In one variable, there doesn't seem to be much of a difference between groups. However, when I identify outliers, the data becomes very significant ($p < .01$). I am wondering are my criteria to exclude those data points valid.

I've used two methods to identify outliers. First of all, I was identifying outliers separately for control and treatment, as the data seems very different (check histogram attached for the treatment group)—is this wrong or not? To me, it sounds logical, as the groups are different (in the sense they are chemically treated differently).

First method I mentioned—I checked for data that is 2.5 STDEV from the mean, and excluded those points. The second one is similar: http://www.wikihow.com/Calculate-Outliers—this one gives the same result, and identifies the outliers in the treatment group.

However, as I would like to prepare a publication, I need a real "peer-accepted" test for outliers. I have found some tests in StatSoft Statistica, but the box whisker plot does not show outliers there. However, in the Grubbs' test, I get $p < .05$, so it is analytically detected as an outlier, right?

__________________________________________________

▶ _EXERCISES_
[a] Answer these about the post on excluding outliers:
(i) What significance level does the result reach once outliers are identified?
(ii) How many standard deviations from the mean is the cutoff in the first method?
(iii) Which test gives p < .05?
[b] Resume the post on excluding outliers, carrying it on past its final sentence.

__________________________________________________

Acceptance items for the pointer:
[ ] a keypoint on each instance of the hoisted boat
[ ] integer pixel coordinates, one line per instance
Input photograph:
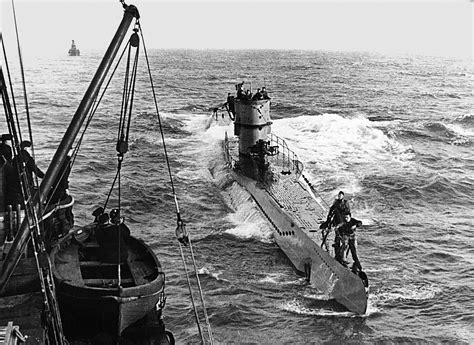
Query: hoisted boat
(73, 51)
(87, 289)
(92, 296)
(263, 164)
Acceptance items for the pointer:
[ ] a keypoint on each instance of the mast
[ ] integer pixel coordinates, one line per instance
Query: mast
(21, 240)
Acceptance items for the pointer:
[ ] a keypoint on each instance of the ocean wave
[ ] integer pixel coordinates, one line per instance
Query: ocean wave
(407, 293)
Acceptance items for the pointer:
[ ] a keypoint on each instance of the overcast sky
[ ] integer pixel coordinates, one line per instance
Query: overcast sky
(442, 28)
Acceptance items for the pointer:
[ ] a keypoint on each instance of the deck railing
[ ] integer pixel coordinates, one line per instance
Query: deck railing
(287, 158)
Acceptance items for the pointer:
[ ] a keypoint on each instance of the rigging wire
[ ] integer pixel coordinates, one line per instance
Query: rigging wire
(43, 263)
(181, 232)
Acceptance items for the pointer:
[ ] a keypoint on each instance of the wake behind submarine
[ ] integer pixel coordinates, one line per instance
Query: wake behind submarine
(263, 164)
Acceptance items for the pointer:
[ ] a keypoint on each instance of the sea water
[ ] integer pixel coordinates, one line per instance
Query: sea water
(395, 133)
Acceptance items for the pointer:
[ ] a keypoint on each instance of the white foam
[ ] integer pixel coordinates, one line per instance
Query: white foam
(210, 271)
(295, 306)
(278, 279)
(410, 292)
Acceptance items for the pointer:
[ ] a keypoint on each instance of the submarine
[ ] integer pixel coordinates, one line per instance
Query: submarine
(263, 164)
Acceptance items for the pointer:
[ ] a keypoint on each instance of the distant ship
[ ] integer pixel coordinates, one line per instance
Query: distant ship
(74, 51)
(262, 163)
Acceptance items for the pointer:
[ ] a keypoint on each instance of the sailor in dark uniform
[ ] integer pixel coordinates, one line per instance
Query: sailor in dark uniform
(112, 237)
(5, 149)
(347, 232)
(13, 194)
(265, 93)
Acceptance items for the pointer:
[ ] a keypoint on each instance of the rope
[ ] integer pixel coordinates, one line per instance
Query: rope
(191, 293)
(41, 258)
(183, 236)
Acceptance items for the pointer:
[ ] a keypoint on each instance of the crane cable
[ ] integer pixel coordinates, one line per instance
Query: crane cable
(181, 232)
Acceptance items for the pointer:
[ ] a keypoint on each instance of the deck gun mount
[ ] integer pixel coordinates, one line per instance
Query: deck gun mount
(252, 125)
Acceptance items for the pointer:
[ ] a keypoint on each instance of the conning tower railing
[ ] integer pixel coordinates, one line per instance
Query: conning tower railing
(287, 158)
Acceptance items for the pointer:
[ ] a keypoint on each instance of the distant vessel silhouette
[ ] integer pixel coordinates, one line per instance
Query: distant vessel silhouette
(73, 51)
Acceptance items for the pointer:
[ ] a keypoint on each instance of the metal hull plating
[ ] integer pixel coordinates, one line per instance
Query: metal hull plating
(90, 299)
(295, 217)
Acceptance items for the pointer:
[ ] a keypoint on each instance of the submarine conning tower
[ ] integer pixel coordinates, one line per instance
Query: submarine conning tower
(252, 123)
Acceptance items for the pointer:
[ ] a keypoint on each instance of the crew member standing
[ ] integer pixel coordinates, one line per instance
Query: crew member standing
(347, 232)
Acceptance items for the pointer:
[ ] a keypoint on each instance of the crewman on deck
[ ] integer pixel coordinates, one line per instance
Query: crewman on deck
(347, 232)
(13, 193)
(5, 149)
(111, 238)
(338, 209)
(265, 93)
(240, 91)
(258, 96)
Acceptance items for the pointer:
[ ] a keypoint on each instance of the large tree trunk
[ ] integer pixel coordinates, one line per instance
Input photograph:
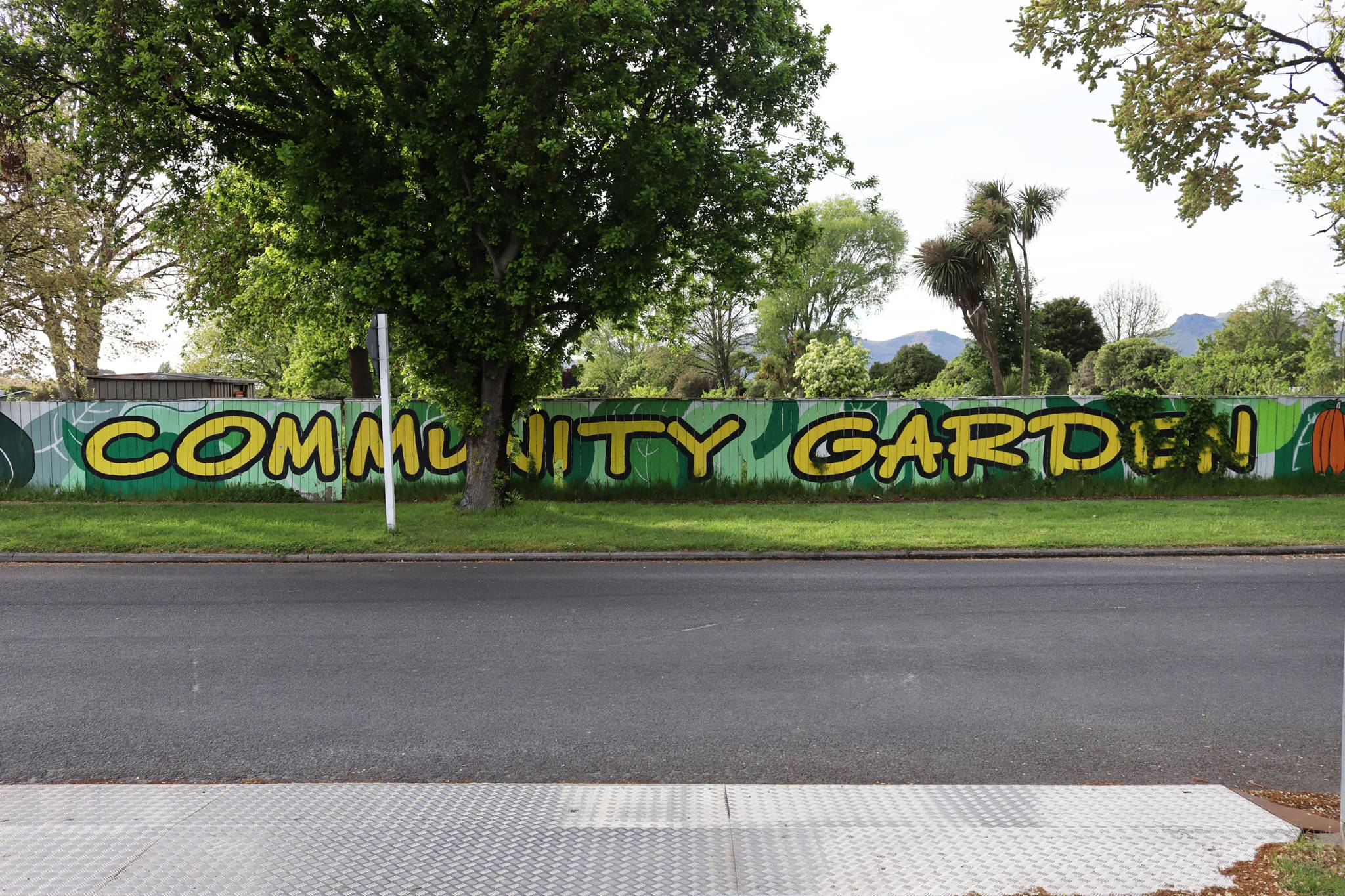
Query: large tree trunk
(1025, 313)
(361, 378)
(487, 449)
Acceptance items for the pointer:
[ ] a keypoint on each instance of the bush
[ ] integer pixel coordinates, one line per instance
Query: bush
(1132, 364)
(1084, 382)
(693, 383)
(837, 370)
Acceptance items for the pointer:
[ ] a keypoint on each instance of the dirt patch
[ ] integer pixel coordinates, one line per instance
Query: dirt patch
(1324, 805)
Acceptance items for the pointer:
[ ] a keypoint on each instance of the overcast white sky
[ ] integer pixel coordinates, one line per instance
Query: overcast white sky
(930, 97)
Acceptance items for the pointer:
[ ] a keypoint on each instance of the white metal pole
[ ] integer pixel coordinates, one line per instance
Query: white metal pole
(384, 390)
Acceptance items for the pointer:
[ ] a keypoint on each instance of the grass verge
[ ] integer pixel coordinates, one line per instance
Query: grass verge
(1310, 868)
(556, 526)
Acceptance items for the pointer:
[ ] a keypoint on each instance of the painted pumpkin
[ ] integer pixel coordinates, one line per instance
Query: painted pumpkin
(1329, 441)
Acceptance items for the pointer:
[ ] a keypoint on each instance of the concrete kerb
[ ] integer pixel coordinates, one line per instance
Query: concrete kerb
(554, 557)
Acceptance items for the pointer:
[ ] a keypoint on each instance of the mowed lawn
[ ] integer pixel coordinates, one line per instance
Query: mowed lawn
(544, 526)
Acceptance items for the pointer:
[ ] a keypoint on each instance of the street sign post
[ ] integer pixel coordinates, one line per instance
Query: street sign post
(377, 345)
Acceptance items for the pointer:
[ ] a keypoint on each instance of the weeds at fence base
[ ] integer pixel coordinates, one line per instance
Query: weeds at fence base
(255, 494)
(1002, 485)
(1009, 485)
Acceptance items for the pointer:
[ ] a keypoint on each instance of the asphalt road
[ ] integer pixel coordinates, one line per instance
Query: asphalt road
(930, 672)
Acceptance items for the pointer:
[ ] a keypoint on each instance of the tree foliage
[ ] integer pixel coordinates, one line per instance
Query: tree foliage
(852, 264)
(1016, 219)
(1261, 350)
(259, 308)
(498, 177)
(78, 249)
(1197, 77)
(1069, 326)
(912, 366)
(1129, 310)
(1132, 364)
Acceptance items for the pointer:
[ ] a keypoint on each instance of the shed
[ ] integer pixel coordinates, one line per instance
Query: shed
(167, 387)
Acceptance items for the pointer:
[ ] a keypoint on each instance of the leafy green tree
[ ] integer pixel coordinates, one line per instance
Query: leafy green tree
(79, 253)
(288, 360)
(1130, 309)
(1051, 372)
(1084, 381)
(912, 366)
(718, 332)
(1273, 320)
(834, 370)
(1262, 349)
(1324, 366)
(1196, 75)
(499, 177)
(1215, 370)
(965, 377)
(1070, 327)
(1132, 363)
(850, 267)
(242, 273)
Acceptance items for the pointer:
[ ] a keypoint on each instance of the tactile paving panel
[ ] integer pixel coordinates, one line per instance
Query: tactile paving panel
(369, 840)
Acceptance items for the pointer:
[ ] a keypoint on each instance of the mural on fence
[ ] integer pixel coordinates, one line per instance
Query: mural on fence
(163, 446)
(320, 448)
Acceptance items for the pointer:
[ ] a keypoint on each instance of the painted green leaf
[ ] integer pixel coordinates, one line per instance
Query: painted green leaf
(73, 440)
(18, 461)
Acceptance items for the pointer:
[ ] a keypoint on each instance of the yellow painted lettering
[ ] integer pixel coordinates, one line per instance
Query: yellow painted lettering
(530, 459)
(439, 458)
(1057, 426)
(101, 437)
(914, 441)
(701, 449)
(186, 454)
(845, 454)
(294, 450)
(560, 446)
(366, 446)
(618, 433)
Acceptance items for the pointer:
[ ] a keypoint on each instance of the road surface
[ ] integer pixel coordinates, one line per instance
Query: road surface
(929, 672)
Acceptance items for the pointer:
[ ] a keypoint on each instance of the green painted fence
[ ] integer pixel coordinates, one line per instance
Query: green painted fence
(320, 448)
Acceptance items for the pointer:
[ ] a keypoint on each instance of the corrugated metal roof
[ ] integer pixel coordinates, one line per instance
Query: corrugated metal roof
(173, 377)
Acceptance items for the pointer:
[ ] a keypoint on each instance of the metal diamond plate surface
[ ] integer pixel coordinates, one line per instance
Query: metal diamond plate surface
(522, 840)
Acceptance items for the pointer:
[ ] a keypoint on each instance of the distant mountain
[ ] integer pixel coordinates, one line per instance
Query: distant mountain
(1188, 330)
(942, 344)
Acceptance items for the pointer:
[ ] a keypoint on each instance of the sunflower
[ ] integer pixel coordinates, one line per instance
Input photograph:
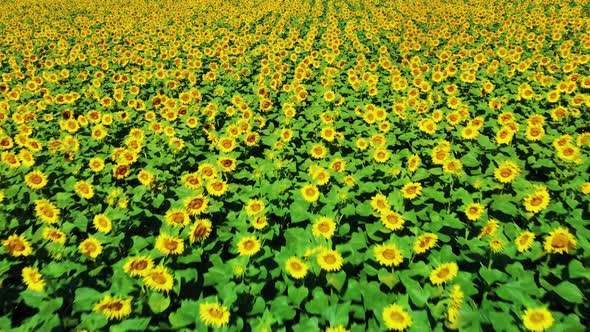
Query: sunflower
(388, 255)
(425, 242)
(33, 279)
(138, 266)
(337, 328)
(217, 187)
(524, 241)
(169, 245)
(534, 133)
(227, 164)
(17, 245)
(324, 226)
(379, 203)
(318, 151)
(214, 314)
(192, 181)
(84, 189)
(439, 155)
(248, 246)
(310, 193)
(226, 144)
(102, 223)
(474, 211)
(296, 268)
(54, 235)
(200, 230)
(329, 260)
(489, 229)
(338, 165)
(207, 171)
(46, 211)
(396, 318)
(159, 279)
(413, 163)
(392, 220)
(254, 207)
(496, 245)
(96, 164)
(412, 190)
(559, 240)
(504, 135)
(36, 180)
(381, 155)
(260, 222)
(444, 273)
(506, 172)
(196, 205)
(146, 178)
(177, 217)
(537, 319)
(91, 247)
(538, 200)
(113, 307)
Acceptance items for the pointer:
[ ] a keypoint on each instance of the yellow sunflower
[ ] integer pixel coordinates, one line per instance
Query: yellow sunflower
(396, 318)
(330, 260)
(474, 211)
(113, 307)
(54, 235)
(524, 241)
(159, 279)
(318, 151)
(559, 240)
(102, 223)
(506, 172)
(310, 193)
(296, 268)
(388, 255)
(254, 207)
(33, 279)
(392, 220)
(96, 164)
(412, 190)
(17, 245)
(217, 187)
(46, 211)
(381, 155)
(91, 247)
(444, 273)
(177, 217)
(169, 245)
(248, 246)
(138, 266)
(537, 319)
(200, 230)
(214, 314)
(537, 201)
(323, 227)
(425, 242)
(196, 205)
(36, 180)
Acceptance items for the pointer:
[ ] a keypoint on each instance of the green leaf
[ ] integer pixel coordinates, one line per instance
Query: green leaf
(569, 292)
(297, 294)
(491, 275)
(281, 308)
(319, 302)
(85, 298)
(131, 324)
(185, 315)
(158, 302)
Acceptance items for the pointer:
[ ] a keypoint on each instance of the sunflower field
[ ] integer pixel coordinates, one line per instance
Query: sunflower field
(313, 165)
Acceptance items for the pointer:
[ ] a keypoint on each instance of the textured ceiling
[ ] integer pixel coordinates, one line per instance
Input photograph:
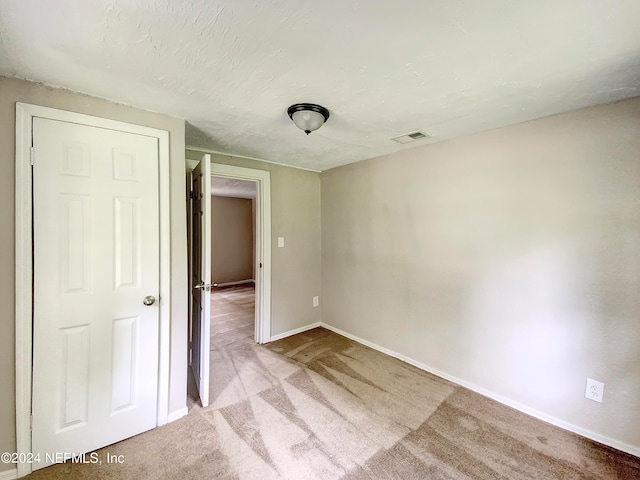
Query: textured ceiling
(231, 68)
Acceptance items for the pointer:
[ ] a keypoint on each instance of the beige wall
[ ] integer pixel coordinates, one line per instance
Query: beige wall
(295, 215)
(508, 259)
(12, 91)
(232, 246)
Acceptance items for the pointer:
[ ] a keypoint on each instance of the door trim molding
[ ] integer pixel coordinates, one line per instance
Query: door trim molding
(24, 261)
(263, 241)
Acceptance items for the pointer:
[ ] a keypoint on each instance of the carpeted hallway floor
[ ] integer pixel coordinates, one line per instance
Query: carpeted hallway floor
(319, 406)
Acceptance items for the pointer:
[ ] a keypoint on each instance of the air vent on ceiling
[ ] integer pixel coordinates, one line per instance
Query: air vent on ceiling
(411, 137)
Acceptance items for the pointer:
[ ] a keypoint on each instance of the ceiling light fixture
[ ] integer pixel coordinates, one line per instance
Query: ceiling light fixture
(308, 116)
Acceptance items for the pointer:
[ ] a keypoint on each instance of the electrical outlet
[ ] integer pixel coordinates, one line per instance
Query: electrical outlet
(595, 390)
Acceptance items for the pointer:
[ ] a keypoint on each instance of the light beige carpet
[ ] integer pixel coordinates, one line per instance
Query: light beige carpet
(319, 406)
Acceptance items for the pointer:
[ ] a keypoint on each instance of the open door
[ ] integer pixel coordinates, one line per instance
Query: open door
(201, 275)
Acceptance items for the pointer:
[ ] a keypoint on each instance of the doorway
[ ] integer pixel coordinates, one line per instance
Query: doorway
(233, 259)
(261, 263)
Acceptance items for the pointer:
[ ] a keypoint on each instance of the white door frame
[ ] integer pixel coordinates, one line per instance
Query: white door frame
(24, 261)
(262, 273)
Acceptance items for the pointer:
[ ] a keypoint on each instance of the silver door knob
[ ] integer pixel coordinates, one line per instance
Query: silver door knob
(150, 300)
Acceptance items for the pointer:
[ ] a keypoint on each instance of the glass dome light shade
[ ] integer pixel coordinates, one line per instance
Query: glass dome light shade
(307, 116)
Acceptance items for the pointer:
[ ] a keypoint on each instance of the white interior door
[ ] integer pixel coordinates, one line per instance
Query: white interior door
(201, 275)
(96, 264)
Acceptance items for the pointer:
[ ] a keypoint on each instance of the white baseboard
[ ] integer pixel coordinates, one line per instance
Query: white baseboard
(296, 331)
(9, 474)
(239, 282)
(499, 398)
(173, 416)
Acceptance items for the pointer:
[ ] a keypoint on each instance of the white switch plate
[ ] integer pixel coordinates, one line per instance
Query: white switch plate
(594, 390)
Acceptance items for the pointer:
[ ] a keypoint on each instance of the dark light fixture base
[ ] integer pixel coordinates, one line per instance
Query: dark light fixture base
(308, 107)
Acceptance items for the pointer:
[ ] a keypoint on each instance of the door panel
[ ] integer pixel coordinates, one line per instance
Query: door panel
(201, 275)
(96, 257)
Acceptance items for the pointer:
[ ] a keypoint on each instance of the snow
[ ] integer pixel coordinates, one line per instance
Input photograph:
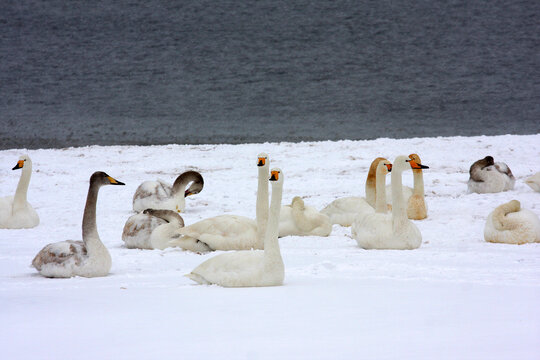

__________________________________________________

▶ _SOLVED TASKS_
[a]
(i) p < .01
(ii) 2.5
(iii) Grubbs' test

[b]
So, my questions are:

1) Is it ok to calculate outliers differently for each group, or should I collapse the sample into one group ($N = 52$) and calculate it then, for both groups together?

2) Which method should I use to identify (and exclude) outliers in order for it to be accepted by a critical review?

I attach the data points here: https://www.mediafire.com/?0qdsifib0hugd9u

To me, it seems that any animal with the score higher than 54 is an outlier.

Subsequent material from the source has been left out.